-- Fragmento --
==========
Es probable que el psicoanálisis “silvestre” tal vez, a diferencia de lo que Freud hubiese esperado, haya incrementado su presencia. No es fácil sostener un lugar como el que Freud avizoraba para quien se propone la práctica analítica. Intentar ubicarse allí es de entrada el encuentro con la castración, es decir, con un No-Todo que revela que el sentido consciente no tiene que ver, necesariamente, con lo que Freud denominó “Inconsciente”.
==========
-- Extracto de datos --
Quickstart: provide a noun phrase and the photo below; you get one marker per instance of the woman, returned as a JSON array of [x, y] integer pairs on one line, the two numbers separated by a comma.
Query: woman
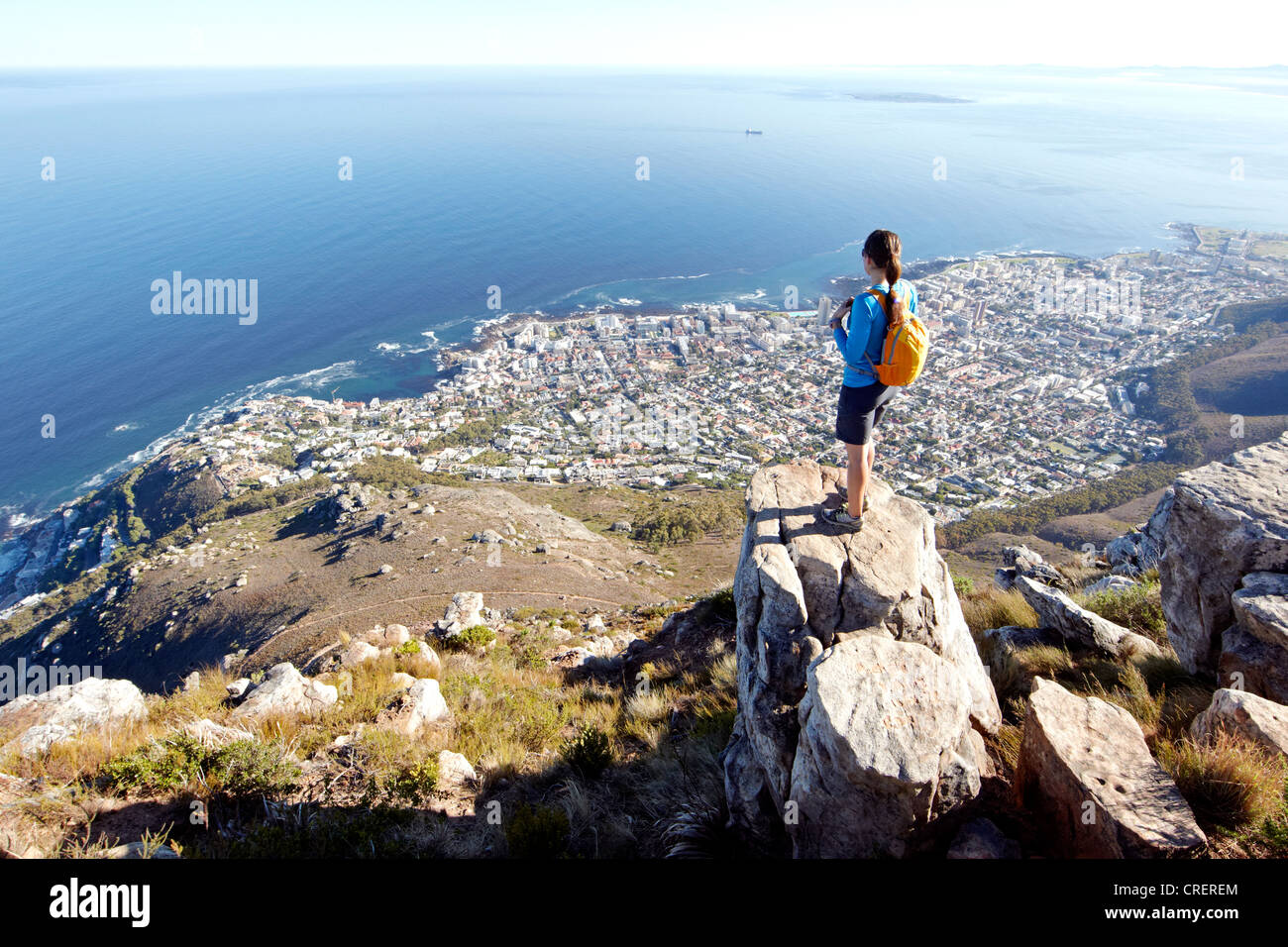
==========
-- Objetivo --
Prosigue el fragmento sobre el psicoanálisis silvestre a partir de su última oración.

-- Resultado --
Una cosa es que alguien consulte en estado de angustia. Otra, que quien escucha a aquel que viene a hablar de su angustia no pueda soportar la angustia derivada de la demanda que recibe. En ambos casos se trata, precisamente, de la angustia de castración. No es de extrañar que, en numerosas ocasiones, los estudiantes de disciplinas como la psicología prefieran huir de la responsabilidad que la posición del analista implica. Tan sólo imaginarse ante la pregunta del “paciente” que impaciente enuncia imperativos como: “Dígame, doctor! ¿qué hago?”, convoca la ferocidad del superyó que retumba en sus oídos amenazando la ilusión narcisista del profesional que, como tal, “debería” saber siempre cómo responder, aunque no tenga la menor idea de lo que hace. El miedo no se hace esperar y la huida pareciera presentarse como la salida más simple. Huyen a islas seguras, en las que el no saber quede velado. La seguridad basada en estándares y en respuestas prefabricadas apacigua la angustia y se convierte en caldo de cultivo que nutre la pasión por la ignorancia del Yo.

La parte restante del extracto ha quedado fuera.